_TASK TO COMPLETE_
Lay out every line of the data below as a Markdown table with two columns, Row and Entry. Number the rows in order and leave out blank lines.

━━ RECORDS ━━

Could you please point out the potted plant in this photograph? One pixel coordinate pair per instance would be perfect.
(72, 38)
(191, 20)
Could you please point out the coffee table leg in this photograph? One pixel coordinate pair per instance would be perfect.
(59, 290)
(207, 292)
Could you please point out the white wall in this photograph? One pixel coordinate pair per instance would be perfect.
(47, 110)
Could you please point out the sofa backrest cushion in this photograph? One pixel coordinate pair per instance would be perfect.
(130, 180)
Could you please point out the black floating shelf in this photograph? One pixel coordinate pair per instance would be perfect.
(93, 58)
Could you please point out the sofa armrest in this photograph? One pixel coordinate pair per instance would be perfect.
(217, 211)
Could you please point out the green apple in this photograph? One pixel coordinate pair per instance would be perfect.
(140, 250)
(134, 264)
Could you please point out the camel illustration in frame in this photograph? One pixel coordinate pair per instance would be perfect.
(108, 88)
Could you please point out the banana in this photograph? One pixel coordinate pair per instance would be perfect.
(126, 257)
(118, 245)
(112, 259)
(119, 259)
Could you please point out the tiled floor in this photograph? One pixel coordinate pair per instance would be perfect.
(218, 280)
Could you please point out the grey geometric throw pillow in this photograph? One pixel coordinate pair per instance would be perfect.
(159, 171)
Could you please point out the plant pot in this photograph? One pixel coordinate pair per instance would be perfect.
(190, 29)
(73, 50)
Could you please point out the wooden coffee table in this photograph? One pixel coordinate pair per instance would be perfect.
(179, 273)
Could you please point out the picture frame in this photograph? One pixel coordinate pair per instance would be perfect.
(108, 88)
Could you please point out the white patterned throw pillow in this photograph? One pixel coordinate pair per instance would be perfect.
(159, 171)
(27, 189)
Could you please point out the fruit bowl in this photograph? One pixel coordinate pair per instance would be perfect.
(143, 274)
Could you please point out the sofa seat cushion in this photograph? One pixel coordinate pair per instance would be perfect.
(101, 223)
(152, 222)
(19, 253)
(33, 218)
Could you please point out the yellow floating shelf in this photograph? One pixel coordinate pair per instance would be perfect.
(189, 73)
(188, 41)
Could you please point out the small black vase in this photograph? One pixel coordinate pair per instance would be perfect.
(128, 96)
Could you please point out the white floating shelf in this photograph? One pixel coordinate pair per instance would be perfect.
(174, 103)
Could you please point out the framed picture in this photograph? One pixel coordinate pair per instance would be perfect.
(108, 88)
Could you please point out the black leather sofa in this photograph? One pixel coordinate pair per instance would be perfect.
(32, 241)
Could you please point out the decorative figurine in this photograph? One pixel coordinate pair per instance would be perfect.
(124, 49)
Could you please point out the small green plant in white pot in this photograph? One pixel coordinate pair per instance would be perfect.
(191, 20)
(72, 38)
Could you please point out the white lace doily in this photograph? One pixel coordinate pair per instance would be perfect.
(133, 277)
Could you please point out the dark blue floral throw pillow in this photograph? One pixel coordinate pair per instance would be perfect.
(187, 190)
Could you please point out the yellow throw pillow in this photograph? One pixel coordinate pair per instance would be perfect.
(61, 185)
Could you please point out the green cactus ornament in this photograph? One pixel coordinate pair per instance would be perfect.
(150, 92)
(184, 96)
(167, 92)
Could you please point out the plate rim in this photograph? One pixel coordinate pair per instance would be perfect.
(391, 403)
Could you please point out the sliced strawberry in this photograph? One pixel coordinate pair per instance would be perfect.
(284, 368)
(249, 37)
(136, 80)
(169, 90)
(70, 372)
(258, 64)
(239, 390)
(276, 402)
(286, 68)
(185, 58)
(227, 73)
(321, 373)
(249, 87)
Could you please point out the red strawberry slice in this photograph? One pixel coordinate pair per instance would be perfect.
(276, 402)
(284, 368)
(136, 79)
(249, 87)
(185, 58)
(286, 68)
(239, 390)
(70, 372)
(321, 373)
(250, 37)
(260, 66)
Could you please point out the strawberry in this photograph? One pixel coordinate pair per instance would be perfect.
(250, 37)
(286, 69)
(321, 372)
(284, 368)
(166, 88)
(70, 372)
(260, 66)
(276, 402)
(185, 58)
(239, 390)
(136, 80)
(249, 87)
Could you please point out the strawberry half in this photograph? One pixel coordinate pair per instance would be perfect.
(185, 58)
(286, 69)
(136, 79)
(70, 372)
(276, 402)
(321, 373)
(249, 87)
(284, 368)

━━━

_SOLUTION TO THIS EXERCISE_
| Row | Entry |
|---|---|
| 1 | Could you please point out the potted plant in this photograph? One pixel coordinate pair per instance would be perfect. |
| 2 | (72, 38) |
| 3 | (191, 20) |
| 4 | Could you please point out the coffee table leg in this photograph? One pixel coordinate pair per instance would be perfect. |
| 5 | (59, 290) |
| 6 | (207, 292) |
| 7 | Could you please point out the white wall in this photograph? One pixel coordinate pair per instance would be perfect. |
| 8 | (47, 110) |
| 9 | Could you please point out the sofa backrest cushion in this photograph? One pixel coordinate pair per instance would be perfect. |
| 10 | (130, 180) |
| 11 | Could you please point out the black floating shelf in this photograph? One pixel coordinate pair per instance would be perfect. |
| 12 | (93, 58) |
| 13 | Could you please point out the sofa armrest in this photograph? One pixel coordinate pair per instance would be perfect. |
| 14 | (217, 211) |
| 15 | Could you please point out the green apple in this photograph? One pixel coordinate pair per instance would be perfect. |
| 16 | (140, 250) |
| 17 | (134, 264) |
| 18 | Could you please point out the camel illustration in frame in this photograph? One pixel coordinate pair per instance would be perfect. |
| 19 | (108, 88) |
| 20 | Could you please point out the banana in this photograph? One pixel coordinate pair per instance would be perfect. |
| 21 | (126, 257) |
| 22 | (118, 245) |
| 23 | (112, 259) |
| 24 | (119, 259) |
| 25 | Could you please point out the tiled floor in this photograph? One pixel coordinate pair per instance would be perfect. |
| 26 | (218, 280) |
| 27 | Could you please point out the grey geometric throw pillow in this photograph? One pixel coordinate pair per instance would be perfect. |
| 28 | (159, 171) |
| 29 | Could you please point out the plant pot in this photograph? One pixel coordinate pair per instance would be perfect. |
| 30 | (190, 29) |
| 31 | (73, 50) |
| 32 | Could you please point out the wooden coffee table in this photograph? One pixel coordinate pair per instance would be perfect. |
| 33 | (179, 273) |
| 34 | Could you please point out the picture frame in this photograph? One pixel coordinate pair per instance would be perfect. |
| 35 | (108, 88) |
| 36 | Could you please point out the white patterned throw pillow in this photograph? One pixel coordinate pair per instance would be perfect. |
| 37 | (159, 171) |
| 38 | (27, 189) |
| 39 | Could you please point out the fruit bowl in this photograph? One pixel coordinate pair per instance would be perfect. |
| 40 | (143, 274) |
| 41 | Could you please point out the sofa seat cushion in this photograph? One pixel coordinate pair per instance would be perfect. |
| 42 | (101, 223) |
| 43 | (152, 222) |
| 44 | (19, 253) |
| 45 | (33, 218) |
| 46 | Could you please point out the yellow floating shelf in this photograph? One pixel coordinate pair per instance would be perfect. |
| 47 | (189, 73) |
| 48 | (188, 41) |
| 49 | Could you please point out the small black vase in this photograph? One pixel coordinate pair per instance would be perfect. |
| 50 | (128, 96) |
| 51 | Could you please point out the white floating shelf in this photograph? One pixel coordinate pair per instance would be perfect. |
| 52 | (174, 103) |
| 53 | Could you please point out the framed picture in this photograph? One pixel coordinate pair per instance would be perfect. |
| 54 | (108, 88) |
| 55 | Could you please point out the black leather sofa in this photograph? One pixel coordinate pair per instance would be perfect. |
| 56 | (32, 241) |
| 57 | Could you please point out the decorative figurine in this photograph? One pixel coordinate pair per instance would be perfect. |
| 58 | (124, 49) |
| 59 | Could you please point out the small green plant in white pot in this photograph? One pixel coordinate pair per instance would be perfect. |
| 60 | (191, 20) |
| 61 | (72, 38) |
| 62 | Could you please point out the white lace doily in this photograph? One pixel coordinate pair per instance would be perfect. |
| 63 | (133, 277) |
| 64 | Could you please point out the dark blue floral throw pillow in this photograph? One pixel coordinate pair per instance would be perfect. |
| 65 | (187, 190) |
| 66 | Could you please point out the yellow throw pillow in this photograph? One pixel coordinate pair per instance would be perfect. |
| 67 | (61, 185) |
| 68 | Could you please point out the green cactus ornament in this photograph? One pixel coordinate pair per instance would be perfect. |
| 69 | (150, 92) |
| 70 | (184, 96) |
| 71 | (167, 92) |
| 72 | Could you please point out the plate rim in this photograph? One pixel coordinate pair per instance would be perfect. |
| 73 | (391, 403) |
| 74 | Could you please point out the sliced strawberry in this photograph? One pixel coordinate pair per instance would be perfect. |
| 75 | (284, 368) |
| 76 | (249, 37) |
| 77 | (136, 80) |
| 78 | (169, 90) |
| 79 | (70, 372) |
| 80 | (258, 64) |
| 81 | (239, 390) |
| 82 | (276, 402) |
| 83 | (286, 68) |
| 84 | (185, 58) |
| 85 | (227, 73) |
| 86 | (321, 373) |
| 87 | (249, 87) |
| 88 | Could you please point out the red strawberry slice in this photograph? One pixel coordinate pair per instance would be perfect. |
| 89 | (276, 402) |
| 90 | (284, 368) |
| 91 | (136, 79) |
| 92 | (249, 87) |
| 93 | (185, 58) |
| 94 | (286, 68) |
| 95 | (239, 390) |
| 96 | (70, 372) |
| 97 | (321, 373) |
| 98 | (250, 37) |
| 99 | (260, 66) |
| 100 | Could you please point out the strawberry in this photograph? One pixel coordinate pair per instance would be perfect. |
| 101 | (250, 37) |
| 102 | (286, 69) |
| 103 | (321, 372) |
| 104 | (284, 368) |
| 105 | (166, 88) |
| 106 | (70, 372) |
| 107 | (260, 66) |
| 108 | (276, 402) |
| 109 | (185, 58) |
| 110 | (239, 390) |
| 111 | (136, 80) |
| 112 | (249, 87) |
| 113 | Could you please point out the strawberry half in this photograph? One pixel coordinate pair per instance would be perfect. |
| 114 | (185, 58) |
| 115 | (286, 69) |
| 116 | (136, 79) |
| 117 | (70, 372) |
| 118 | (276, 402) |
| 119 | (321, 373) |
| 120 | (249, 87) |
| 121 | (284, 368) |